===== Dataset excerpts =====
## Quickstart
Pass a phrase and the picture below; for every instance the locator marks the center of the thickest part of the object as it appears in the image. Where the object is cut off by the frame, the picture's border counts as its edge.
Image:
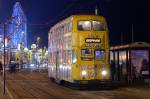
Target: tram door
(123, 65)
(139, 64)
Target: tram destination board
(93, 40)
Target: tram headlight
(83, 73)
(104, 73)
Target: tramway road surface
(36, 85)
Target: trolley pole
(4, 63)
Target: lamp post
(4, 61)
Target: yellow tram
(78, 49)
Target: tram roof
(131, 45)
(63, 21)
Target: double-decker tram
(78, 50)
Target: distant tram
(78, 50)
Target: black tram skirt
(98, 83)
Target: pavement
(36, 85)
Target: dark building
(130, 62)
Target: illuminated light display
(18, 27)
(91, 40)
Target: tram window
(84, 25)
(99, 25)
(86, 52)
(99, 55)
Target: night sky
(120, 15)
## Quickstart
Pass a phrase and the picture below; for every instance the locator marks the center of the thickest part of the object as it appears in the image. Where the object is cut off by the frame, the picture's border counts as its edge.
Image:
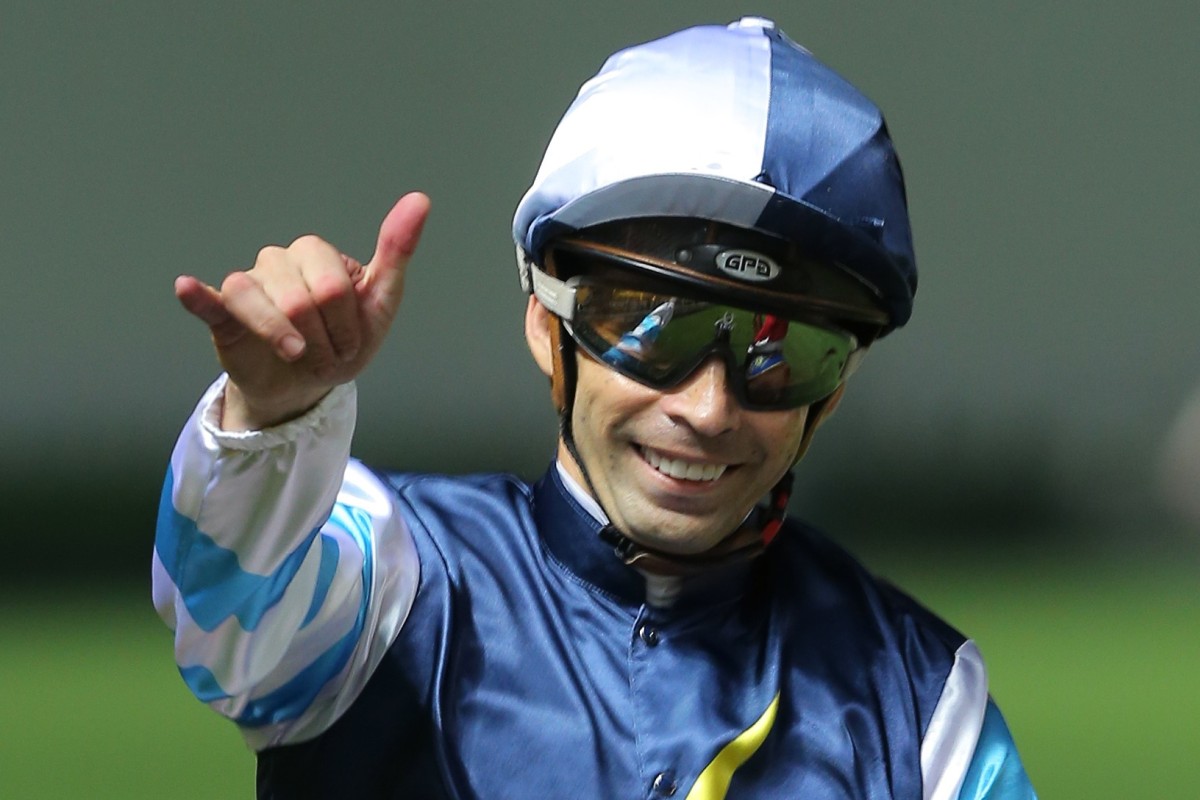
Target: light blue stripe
(996, 771)
(208, 576)
(329, 555)
(292, 699)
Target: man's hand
(304, 319)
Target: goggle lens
(659, 340)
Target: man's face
(677, 470)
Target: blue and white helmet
(736, 125)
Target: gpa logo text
(747, 265)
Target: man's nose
(703, 401)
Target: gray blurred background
(1053, 170)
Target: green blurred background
(1017, 457)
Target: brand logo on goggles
(747, 265)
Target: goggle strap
(556, 295)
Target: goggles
(651, 332)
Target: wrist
(243, 413)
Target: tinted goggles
(659, 338)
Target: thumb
(383, 280)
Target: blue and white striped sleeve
(969, 752)
(282, 567)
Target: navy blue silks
(529, 667)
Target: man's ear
(538, 335)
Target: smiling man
(717, 235)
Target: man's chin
(679, 536)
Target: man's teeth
(684, 469)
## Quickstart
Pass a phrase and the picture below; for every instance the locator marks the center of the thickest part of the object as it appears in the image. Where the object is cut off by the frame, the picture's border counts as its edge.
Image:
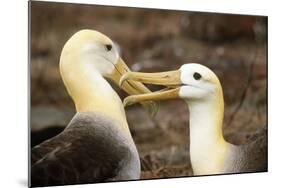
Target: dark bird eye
(197, 76)
(108, 47)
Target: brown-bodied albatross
(201, 90)
(96, 145)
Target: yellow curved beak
(132, 87)
(171, 79)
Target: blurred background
(233, 46)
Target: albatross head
(194, 83)
(86, 58)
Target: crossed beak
(132, 87)
(171, 79)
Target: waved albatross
(96, 145)
(201, 90)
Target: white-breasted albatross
(96, 145)
(201, 90)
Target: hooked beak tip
(123, 79)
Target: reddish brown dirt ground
(156, 40)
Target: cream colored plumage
(97, 145)
(200, 88)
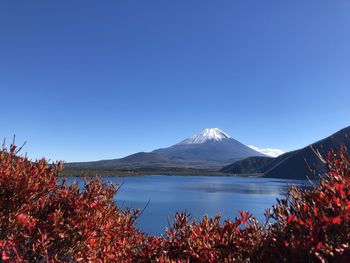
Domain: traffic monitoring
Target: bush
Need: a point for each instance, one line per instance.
(42, 219)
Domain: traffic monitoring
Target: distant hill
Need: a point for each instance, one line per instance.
(298, 164)
(210, 149)
(250, 165)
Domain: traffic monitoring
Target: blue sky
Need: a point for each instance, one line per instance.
(88, 80)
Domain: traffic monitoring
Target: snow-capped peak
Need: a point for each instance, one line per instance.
(209, 134)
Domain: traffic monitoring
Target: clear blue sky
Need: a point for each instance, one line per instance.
(88, 80)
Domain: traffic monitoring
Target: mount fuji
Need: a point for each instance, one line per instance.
(210, 145)
(210, 149)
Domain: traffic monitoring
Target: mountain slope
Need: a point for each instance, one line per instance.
(211, 145)
(250, 165)
(296, 164)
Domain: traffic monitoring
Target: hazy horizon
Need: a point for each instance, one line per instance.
(84, 81)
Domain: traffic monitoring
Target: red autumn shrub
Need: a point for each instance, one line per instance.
(42, 219)
(314, 224)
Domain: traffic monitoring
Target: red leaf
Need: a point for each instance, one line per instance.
(336, 220)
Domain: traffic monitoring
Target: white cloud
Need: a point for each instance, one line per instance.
(268, 151)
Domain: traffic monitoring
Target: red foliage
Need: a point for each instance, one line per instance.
(42, 219)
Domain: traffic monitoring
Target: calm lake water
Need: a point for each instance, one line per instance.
(198, 195)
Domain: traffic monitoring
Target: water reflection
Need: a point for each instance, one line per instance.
(198, 195)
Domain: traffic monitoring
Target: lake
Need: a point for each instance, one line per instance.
(198, 195)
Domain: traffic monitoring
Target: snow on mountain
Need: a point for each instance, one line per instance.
(209, 134)
(268, 151)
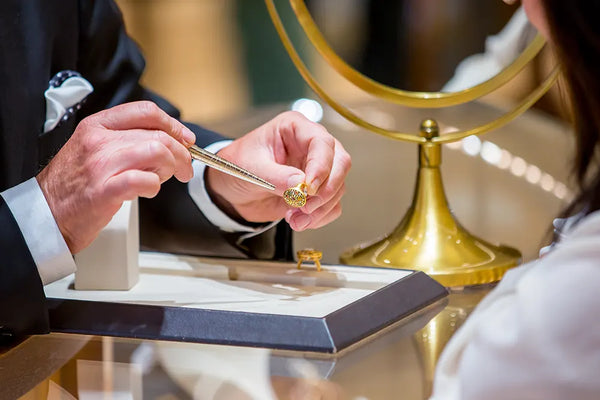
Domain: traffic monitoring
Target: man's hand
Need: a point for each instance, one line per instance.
(113, 156)
(286, 151)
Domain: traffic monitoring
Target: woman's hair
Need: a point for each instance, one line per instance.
(575, 32)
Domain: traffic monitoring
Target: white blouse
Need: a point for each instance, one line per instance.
(537, 335)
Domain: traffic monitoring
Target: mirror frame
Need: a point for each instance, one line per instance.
(402, 97)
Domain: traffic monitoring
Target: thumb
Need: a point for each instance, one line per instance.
(282, 176)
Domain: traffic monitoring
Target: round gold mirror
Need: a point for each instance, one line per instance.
(428, 238)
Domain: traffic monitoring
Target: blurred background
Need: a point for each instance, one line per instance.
(223, 65)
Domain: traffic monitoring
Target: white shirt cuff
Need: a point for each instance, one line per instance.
(199, 194)
(46, 244)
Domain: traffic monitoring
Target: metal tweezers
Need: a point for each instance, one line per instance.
(227, 167)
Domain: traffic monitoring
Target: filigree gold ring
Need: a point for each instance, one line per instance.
(297, 195)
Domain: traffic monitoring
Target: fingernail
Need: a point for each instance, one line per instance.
(313, 186)
(189, 136)
(301, 221)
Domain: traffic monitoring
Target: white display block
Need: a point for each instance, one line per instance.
(111, 261)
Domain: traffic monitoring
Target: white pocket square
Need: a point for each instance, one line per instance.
(64, 95)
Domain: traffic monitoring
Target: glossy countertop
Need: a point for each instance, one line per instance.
(395, 363)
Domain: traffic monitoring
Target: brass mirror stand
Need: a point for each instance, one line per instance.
(428, 237)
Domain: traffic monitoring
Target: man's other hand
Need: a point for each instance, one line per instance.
(115, 155)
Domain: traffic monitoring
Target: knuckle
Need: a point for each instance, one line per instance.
(148, 109)
(156, 149)
(346, 161)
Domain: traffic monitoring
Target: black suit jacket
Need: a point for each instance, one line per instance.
(39, 38)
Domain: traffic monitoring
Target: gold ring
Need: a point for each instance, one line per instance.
(296, 196)
(310, 255)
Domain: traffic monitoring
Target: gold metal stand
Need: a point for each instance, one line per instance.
(430, 239)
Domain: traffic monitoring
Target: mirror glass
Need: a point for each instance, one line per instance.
(424, 45)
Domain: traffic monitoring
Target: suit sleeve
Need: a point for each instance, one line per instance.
(171, 222)
(22, 299)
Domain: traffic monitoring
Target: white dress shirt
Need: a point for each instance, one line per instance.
(48, 248)
(537, 335)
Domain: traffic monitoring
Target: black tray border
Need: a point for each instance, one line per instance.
(328, 334)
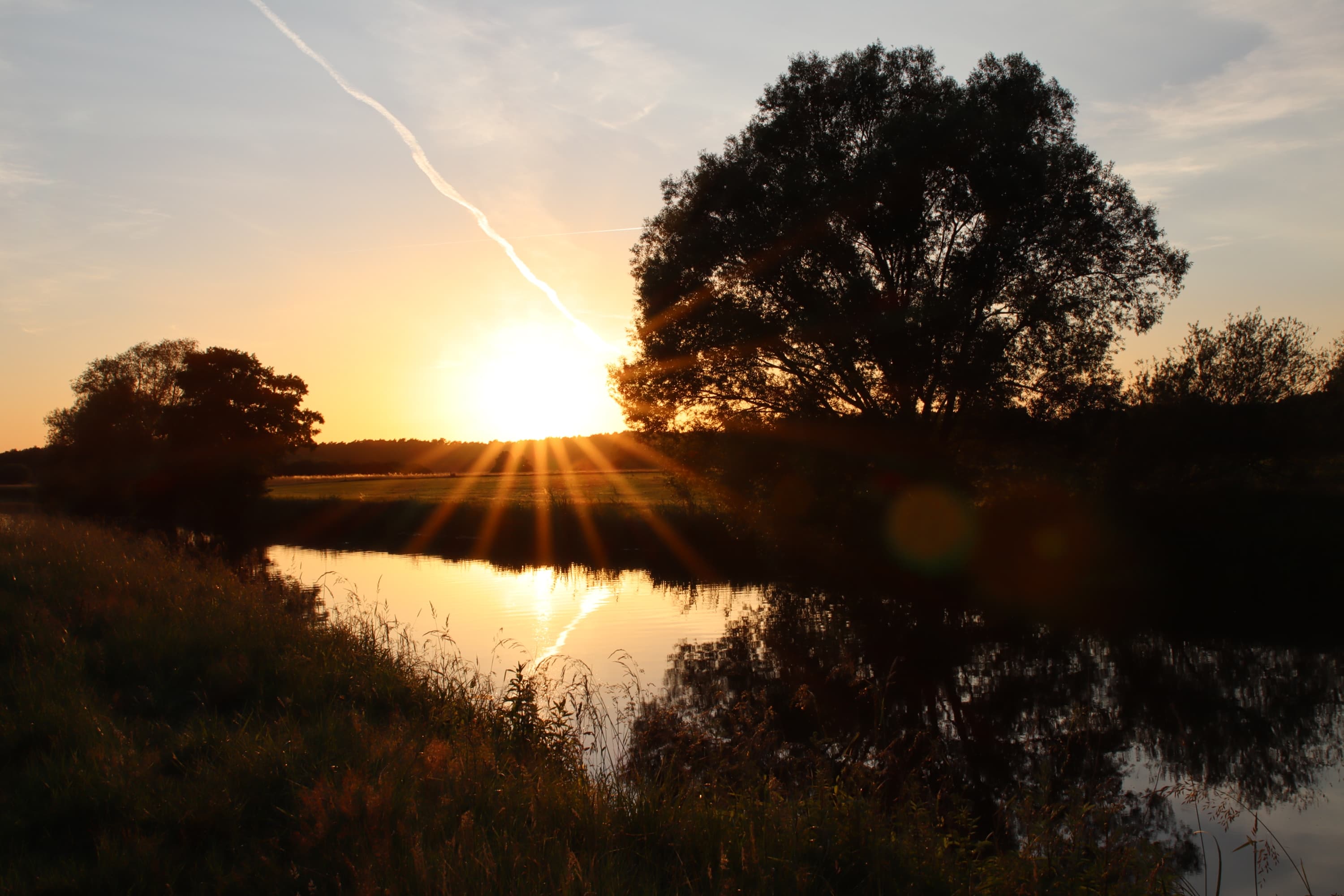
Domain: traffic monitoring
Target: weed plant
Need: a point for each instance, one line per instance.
(168, 724)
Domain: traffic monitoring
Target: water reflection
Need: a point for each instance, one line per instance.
(992, 704)
(987, 700)
(498, 617)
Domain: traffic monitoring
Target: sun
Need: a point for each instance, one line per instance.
(533, 381)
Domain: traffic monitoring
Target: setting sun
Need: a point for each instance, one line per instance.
(533, 381)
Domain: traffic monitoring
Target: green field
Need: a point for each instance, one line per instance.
(639, 488)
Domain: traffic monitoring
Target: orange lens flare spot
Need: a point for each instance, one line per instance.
(930, 528)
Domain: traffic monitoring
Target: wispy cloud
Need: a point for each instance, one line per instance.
(17, 175)
(1297, 69)
(529, 77)
(135, 224)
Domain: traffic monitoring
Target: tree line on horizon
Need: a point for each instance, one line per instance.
(882, 249)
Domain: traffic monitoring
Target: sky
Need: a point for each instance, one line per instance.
(181, 170)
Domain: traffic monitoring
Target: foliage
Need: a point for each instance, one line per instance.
(882, 241)
(167, 726)
(1250, 361)
(167, 428)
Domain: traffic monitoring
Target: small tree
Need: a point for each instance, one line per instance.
(1250, 361)
(883, 242)
(168, 428)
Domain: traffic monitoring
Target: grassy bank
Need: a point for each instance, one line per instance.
(170, 724)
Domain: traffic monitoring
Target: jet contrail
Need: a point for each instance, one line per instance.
(437, 179)
(461, 242)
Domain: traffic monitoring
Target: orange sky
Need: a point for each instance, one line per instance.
(185, 171)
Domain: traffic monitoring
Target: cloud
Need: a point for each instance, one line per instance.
(15, 175)
(38, 6)
(1297, 69)
(527, 77)
(134, 224)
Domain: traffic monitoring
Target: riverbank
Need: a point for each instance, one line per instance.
(170, 723)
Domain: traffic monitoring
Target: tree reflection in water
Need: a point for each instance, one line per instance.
(812, 679)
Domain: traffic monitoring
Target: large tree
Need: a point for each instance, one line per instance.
(882, 241)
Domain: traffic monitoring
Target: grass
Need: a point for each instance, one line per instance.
(639, 488)
(171, 724)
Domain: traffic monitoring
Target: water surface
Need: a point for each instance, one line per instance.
(851, 675)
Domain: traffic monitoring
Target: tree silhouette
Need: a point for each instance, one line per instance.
(168, 429)
(1250, 361)
(885, 242)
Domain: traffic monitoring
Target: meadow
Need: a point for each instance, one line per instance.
(581, 487)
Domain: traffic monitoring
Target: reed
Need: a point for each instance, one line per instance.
(168, 723)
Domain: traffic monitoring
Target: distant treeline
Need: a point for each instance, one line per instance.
(17, 466)
(375, 457)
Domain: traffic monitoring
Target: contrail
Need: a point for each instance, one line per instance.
(460, 242)
(437, 179)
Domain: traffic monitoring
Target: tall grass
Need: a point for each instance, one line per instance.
(170, 724)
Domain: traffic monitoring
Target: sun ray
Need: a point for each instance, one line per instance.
(491, 526)
(675, 543)
(445, 508)
(545, 542)
(581, 511)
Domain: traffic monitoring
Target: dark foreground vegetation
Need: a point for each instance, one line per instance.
(170, 724)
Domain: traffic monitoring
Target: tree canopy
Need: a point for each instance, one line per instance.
(167, 426)
(1250, 361)
(885, 242)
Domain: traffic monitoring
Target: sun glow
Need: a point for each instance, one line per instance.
(534, 381)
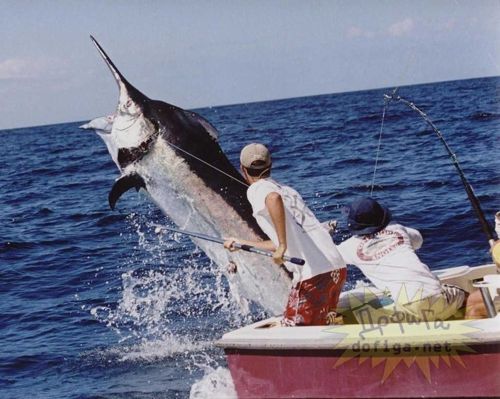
=====
» **Task item**
Go through the entries and return each line where the word "snow" occurs.

» **Result for this exercise**
Target: snow-capped peak
Target: snow on mountain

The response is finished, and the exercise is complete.